*RECORDS PROVIDED:*
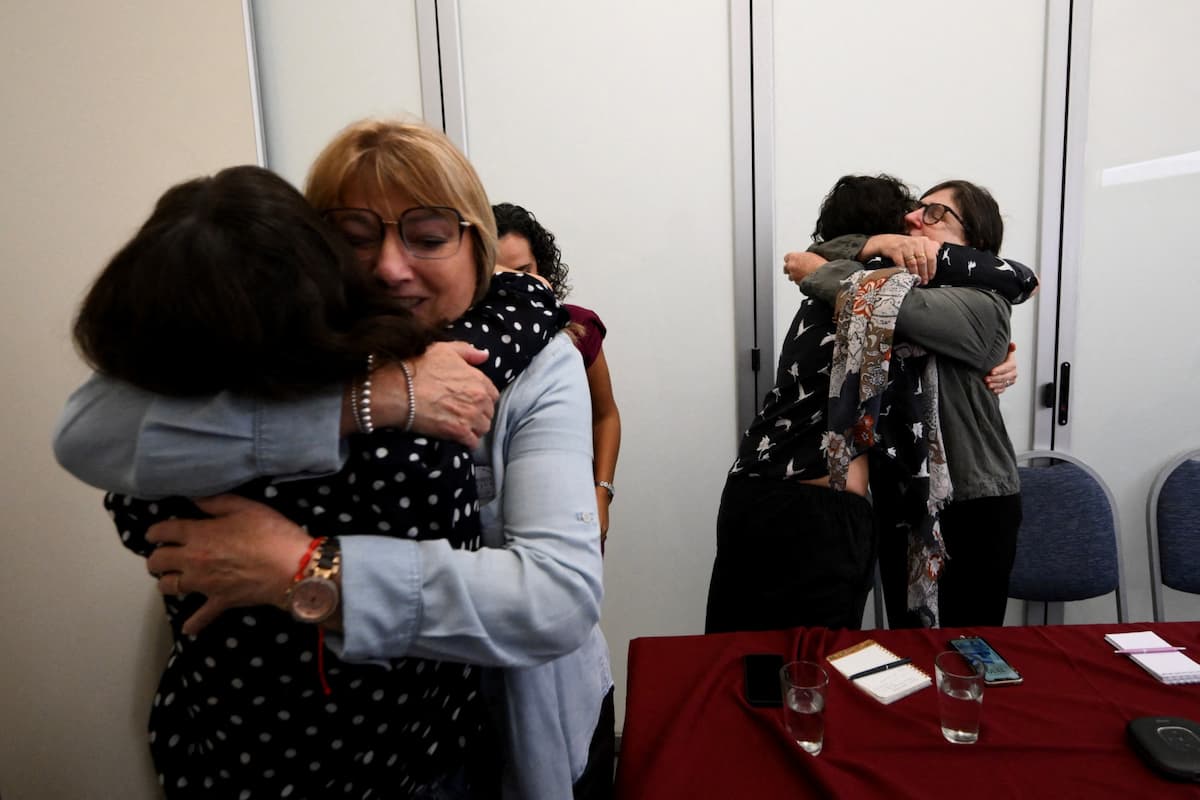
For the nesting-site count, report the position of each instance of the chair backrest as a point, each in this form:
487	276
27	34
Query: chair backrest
1069	543
1173	527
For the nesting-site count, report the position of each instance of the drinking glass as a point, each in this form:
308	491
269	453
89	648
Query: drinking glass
959	696
804	684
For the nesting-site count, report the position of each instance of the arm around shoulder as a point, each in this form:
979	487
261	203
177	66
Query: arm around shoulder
534	595
119	438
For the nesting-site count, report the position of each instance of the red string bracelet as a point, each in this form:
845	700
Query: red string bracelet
307	557
321	632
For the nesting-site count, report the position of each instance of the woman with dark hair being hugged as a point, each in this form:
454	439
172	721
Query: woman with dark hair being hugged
981	522
526	246
235	283
525	605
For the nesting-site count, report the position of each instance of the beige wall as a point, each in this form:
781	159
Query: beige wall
105	104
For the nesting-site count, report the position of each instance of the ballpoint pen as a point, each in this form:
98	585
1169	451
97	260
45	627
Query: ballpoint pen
898	662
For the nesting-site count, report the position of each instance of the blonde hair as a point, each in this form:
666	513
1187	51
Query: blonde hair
379	157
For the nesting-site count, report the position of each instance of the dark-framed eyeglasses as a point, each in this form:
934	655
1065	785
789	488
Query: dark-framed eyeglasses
426	230
934	212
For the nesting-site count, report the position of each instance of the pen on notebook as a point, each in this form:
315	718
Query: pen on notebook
898	662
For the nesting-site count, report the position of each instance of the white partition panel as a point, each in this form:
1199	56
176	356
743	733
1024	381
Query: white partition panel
323	65
1135	364
611	121
924	94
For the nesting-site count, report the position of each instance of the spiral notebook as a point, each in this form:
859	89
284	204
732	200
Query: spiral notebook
885	686
1167	667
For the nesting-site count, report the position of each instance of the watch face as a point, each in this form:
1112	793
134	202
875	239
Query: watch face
313	600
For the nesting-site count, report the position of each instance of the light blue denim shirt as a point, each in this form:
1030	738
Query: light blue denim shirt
528	601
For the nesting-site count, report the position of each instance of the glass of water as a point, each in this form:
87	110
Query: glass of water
959	696
804	684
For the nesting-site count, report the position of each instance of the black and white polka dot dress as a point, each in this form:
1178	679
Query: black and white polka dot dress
240	709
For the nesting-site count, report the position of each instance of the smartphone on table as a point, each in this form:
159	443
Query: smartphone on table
762	680
996	672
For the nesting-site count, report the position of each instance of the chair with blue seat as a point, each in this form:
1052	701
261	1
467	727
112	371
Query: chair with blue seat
1069	543
1173	527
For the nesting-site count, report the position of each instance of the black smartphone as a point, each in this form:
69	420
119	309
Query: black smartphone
762	686
996	672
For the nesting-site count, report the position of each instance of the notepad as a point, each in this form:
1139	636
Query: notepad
1167	667
886	686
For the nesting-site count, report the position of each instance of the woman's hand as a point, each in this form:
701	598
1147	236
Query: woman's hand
245	555
454	400
532	275
798	266
917	254
1003	374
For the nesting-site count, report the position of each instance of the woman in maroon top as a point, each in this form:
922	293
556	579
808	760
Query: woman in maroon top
526	246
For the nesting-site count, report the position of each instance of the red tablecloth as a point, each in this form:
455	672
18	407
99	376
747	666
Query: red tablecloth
689	732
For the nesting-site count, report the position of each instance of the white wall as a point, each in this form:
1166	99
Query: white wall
1135	372
629	161
105	106
322	65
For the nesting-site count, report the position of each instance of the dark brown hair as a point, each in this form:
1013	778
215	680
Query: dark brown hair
235	283
862	204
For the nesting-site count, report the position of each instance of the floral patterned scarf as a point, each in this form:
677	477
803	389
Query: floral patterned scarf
865	316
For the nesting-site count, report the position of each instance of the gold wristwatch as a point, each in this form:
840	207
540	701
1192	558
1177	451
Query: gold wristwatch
313	597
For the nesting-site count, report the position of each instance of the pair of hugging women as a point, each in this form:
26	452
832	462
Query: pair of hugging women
463	657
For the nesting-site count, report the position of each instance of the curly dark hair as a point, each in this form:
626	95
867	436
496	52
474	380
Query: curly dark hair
235	283
862	204
513	218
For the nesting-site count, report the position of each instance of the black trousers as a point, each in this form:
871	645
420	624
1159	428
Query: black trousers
981	546
787	555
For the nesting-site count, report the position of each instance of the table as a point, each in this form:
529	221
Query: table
689	732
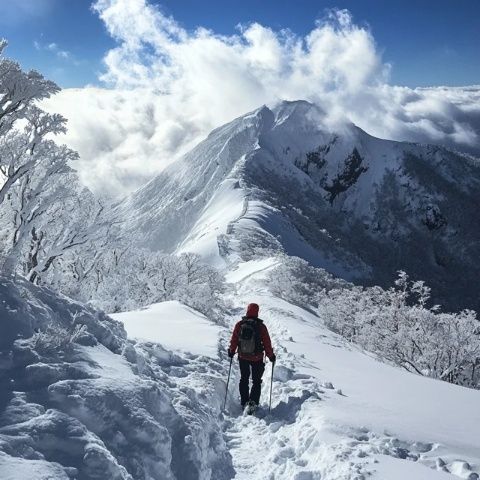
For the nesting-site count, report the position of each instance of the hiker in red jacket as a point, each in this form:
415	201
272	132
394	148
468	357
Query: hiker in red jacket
251	337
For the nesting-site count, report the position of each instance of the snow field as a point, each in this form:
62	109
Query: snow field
338	413
175	326
105	407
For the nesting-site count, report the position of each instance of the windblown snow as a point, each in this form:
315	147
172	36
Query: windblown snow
151	407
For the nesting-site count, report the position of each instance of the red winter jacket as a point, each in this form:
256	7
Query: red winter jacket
265	337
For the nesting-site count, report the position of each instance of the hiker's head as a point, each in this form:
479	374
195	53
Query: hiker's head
252	310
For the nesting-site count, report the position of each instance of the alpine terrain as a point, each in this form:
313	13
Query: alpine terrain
279	209
360	207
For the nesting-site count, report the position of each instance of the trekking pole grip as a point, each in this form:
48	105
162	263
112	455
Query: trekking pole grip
228	381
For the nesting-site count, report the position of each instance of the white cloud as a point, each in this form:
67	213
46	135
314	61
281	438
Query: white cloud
171	86
55	49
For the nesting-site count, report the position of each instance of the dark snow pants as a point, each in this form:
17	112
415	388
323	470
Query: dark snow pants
257	369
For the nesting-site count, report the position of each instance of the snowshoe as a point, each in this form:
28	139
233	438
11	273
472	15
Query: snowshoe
250	407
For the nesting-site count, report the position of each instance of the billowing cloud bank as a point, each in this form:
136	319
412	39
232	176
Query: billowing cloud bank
169	87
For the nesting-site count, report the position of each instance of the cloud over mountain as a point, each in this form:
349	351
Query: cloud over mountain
169	87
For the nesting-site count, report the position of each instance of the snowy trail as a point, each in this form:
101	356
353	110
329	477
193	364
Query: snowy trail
337	413
316	430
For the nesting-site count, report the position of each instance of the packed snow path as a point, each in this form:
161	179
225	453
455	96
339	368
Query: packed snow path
355	429
337	413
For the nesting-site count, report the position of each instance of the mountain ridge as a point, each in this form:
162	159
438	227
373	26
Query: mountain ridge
358	206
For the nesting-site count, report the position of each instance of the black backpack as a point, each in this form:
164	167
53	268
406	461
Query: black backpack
249	340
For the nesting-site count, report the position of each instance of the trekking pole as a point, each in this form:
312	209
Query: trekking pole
271	385
228	381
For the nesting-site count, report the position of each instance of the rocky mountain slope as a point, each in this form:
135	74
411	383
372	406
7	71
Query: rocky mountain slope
358	206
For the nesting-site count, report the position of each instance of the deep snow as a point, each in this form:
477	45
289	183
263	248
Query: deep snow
137	409
175	326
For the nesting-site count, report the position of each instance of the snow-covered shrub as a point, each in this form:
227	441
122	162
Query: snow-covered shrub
124	278
396	324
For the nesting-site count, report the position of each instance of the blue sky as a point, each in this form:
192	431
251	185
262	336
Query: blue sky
427	42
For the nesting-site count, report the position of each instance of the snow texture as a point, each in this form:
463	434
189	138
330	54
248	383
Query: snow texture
360	207
167	323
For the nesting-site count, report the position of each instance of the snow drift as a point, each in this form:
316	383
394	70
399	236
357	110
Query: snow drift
80	401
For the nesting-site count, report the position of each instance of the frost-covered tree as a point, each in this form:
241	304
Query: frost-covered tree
397	324
23	126
128	278
44	211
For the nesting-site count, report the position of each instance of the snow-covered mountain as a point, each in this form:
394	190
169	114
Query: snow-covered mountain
358	206
88	403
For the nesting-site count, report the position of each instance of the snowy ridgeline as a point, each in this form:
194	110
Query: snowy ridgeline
78	400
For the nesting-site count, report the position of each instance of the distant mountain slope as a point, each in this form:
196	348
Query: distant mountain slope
359	206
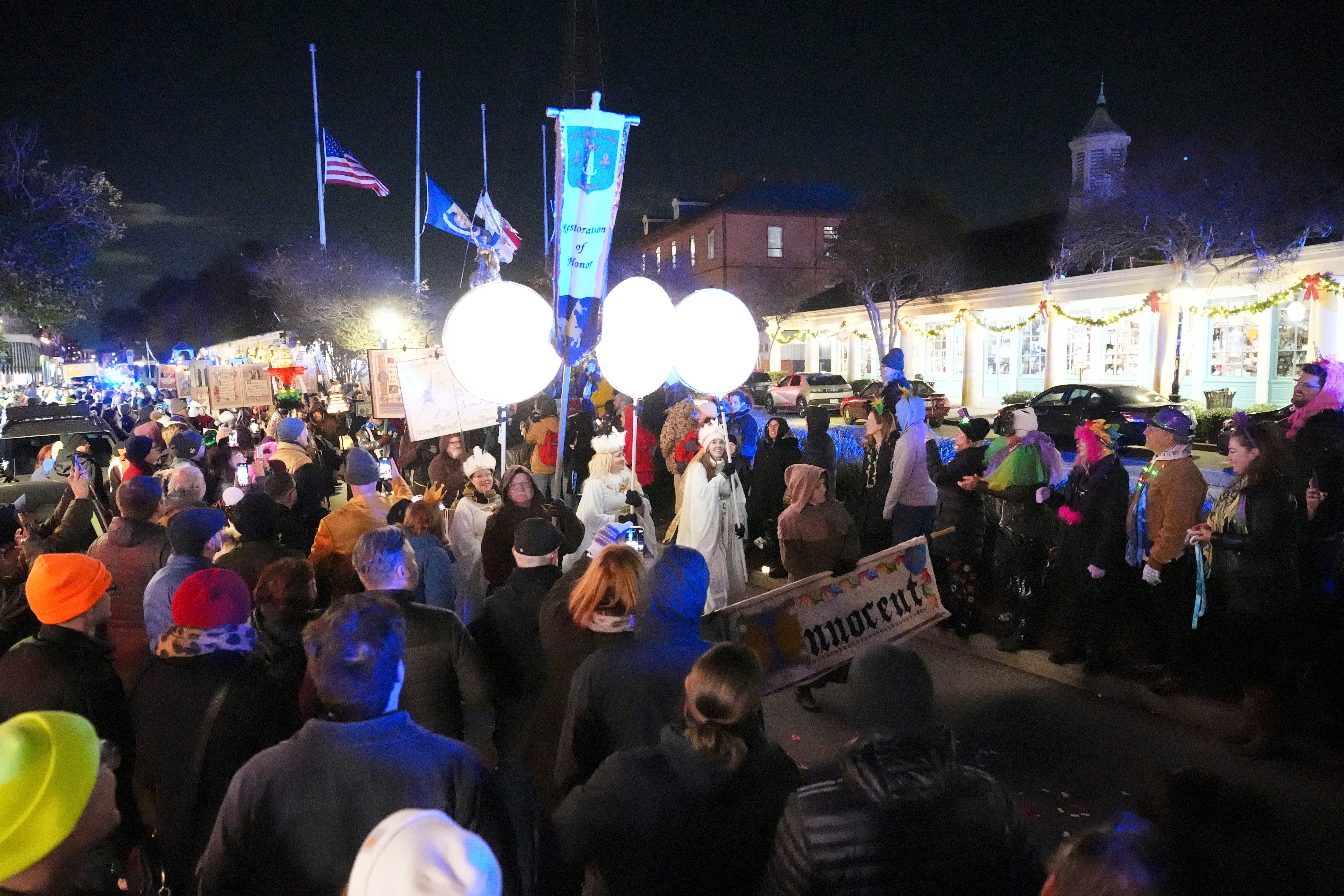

*WORK INSTRUCTIONS:*
A word-for-word copy is needed, starting at the first line of the listing and ending with the line bearing "of the beige". No pictures.

*TASK OUTPUT:*
For the nesting-site count, report the position of each instance of the chair backrest as a point, each in this form:
487	276
27	34
Query: chair backrest
1069	543
1173	527
For the nesting-site count, report the position of each instance of the drinking glass as a point, each in this form:
308	491
269	453
89	648
Query: drinking glass
959	696
804	684
For the nesting-site count, report the position of each instance of the arm around shoulder as a point, each in this form:
979	487
261	203
177	66
Query: arm around shoulder
534	595
119	438
For the nesting-site count, report the position of each instance of the red string bracelet as a point, each in this form:
845	700
Query: red string bracelet
307	557
321	632
For the nesting-site count, report the position of each instance of the woman with dark hair being hugged as a point, each in this form:
454	439
172	721
Query: woman with dark hair being hugged
981	522
526	246
235	283
525	605
For the nesting-site count, report the position of each instance of the beige wall as a point, each in this form:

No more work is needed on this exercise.